Görev Tanımı A
Lütfen aşağıdaki söyleşi haberinden bir bölümü harfi harfine yeniden yazın: "Kültür-Sanat" sözlerinin geçtiği yerden başlayın, "için kitaplarını imzaladı." sözlerinden sonra durun.

---------------

Kültür-Sanat

Emin Antik Sanat Merkezi’nde Ankara’nın tarihine ışık tutuldu

Abone Ol

Yazar Abdi Deniz’in “Atpazarı Okulu” ve “Zerezek’ten Ankara’ya S’lerle Yolculuk” kitaplarını konu alan söyleşi, Emin Antik Sanat Merkezi’nde yoğun katılımla gerçekleşti. Yazarın ve Mimar K. Mükremin Barut’un konuk olduğu söyleşiyi kent tarihi yazarı İbrahim Terzioğlu yönetti. Etkinlikte, Deniz’in kitaplarında geçen eski Ankara Kalesi, Atpazarı, Çengelhan ve Çukurhan’da yaşanmış öykülerdeki duayen isimlerin akıl hocalığı ile Ahilik geleneğinden konuşuldu. Yazar, konuşmaların ardından okurları için kitaplarını imzaladı.

---------------

Görev Tanımı B
Aşağıdaki satırlardan "screen" dizesini içerenlerin hepsini toplayıp olduğu gibi yazın. Büyük ve küçük harf ayrımı önemlidir.

[Veri öğeleri]
---------------

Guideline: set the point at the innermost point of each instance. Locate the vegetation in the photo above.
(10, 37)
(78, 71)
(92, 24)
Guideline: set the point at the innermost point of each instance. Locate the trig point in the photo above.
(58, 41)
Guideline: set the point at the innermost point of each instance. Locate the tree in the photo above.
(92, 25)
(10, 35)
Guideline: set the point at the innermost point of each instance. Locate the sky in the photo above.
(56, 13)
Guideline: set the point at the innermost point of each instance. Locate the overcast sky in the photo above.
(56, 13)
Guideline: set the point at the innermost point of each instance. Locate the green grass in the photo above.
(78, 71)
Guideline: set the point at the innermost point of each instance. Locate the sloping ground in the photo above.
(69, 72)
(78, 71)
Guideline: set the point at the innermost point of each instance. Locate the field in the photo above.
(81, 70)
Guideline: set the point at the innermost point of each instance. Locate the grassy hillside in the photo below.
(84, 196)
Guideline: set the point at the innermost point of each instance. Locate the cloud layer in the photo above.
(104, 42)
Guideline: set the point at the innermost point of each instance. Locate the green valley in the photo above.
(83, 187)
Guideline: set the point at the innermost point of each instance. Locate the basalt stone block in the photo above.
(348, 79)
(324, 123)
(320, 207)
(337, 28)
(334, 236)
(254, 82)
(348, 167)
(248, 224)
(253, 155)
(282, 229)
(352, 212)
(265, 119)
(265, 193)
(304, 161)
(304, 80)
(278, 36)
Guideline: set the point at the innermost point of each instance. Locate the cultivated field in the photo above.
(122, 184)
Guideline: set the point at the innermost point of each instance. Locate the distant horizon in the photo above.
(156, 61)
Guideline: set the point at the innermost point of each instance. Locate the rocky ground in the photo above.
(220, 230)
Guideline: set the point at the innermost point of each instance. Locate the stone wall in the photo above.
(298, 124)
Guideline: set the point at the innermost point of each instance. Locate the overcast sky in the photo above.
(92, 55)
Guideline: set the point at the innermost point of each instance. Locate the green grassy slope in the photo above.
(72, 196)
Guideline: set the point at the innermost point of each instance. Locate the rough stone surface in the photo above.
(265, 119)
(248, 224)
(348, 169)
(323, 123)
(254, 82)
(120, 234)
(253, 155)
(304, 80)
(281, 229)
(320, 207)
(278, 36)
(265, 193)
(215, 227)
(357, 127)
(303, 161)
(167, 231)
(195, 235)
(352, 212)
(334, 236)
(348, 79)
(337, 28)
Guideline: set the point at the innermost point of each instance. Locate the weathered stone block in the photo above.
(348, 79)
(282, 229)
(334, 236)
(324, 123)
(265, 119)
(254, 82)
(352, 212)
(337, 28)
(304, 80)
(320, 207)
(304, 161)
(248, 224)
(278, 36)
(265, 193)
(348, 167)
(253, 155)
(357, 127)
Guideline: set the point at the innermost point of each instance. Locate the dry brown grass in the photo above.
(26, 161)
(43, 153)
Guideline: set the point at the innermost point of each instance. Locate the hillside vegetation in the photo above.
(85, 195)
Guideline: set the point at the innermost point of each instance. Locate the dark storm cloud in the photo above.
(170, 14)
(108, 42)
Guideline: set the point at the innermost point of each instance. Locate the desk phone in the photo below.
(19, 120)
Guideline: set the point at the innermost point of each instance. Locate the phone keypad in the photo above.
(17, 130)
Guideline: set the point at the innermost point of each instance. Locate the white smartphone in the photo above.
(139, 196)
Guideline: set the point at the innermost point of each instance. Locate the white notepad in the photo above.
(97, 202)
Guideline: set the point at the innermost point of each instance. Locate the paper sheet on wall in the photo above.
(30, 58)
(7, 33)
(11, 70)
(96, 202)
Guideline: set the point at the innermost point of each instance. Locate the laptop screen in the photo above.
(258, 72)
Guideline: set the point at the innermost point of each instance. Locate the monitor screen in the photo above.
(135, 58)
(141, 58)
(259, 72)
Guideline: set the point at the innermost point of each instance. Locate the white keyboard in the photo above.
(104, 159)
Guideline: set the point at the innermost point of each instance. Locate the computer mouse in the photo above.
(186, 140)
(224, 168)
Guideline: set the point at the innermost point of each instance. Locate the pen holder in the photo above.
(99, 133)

---------------

Doğru Yanıt A
Kültür-Sanat

Emin Antik Sanat Merkezi’nde Ankara’nın tarihine ışık tutuldu

Abone Ol

Yazar Abdi Deniz’in “Atpazarı Okulu” ve “Zerezek’ten Ankara’ya S’lerle Yolculuk” kitaplarını konu alan söyleşi, Emin Antik Sanat Merkezi’nde yoğun katılımla gerçekleşti. Yazarın ve Mimar K. Mükremin Barut’un konuk olduğu söyleşiyi kent tarihi yazarı İbrahim Terzioğlu yönetti. Etkinlikte, Deniz’in kitaplarında geçen eski Ankara Kalesi, Atpazarı, Çengelhan ve Çukurhan’da yaşanmış öykülerdeki duayen isimlerin akıl hocalığı ile Ahilik geleneğinden konuşuldu. Yazar, konuşmaların ardından okurları için kitaplarını imzaladı.

Doğru Yanıt B
Guideline: set the point at the innermost point of each instance. Locate the laptop screen in the photo above.
Guideline: set the point at the innermost point of each instance. Locate the monitor screen in the photo above.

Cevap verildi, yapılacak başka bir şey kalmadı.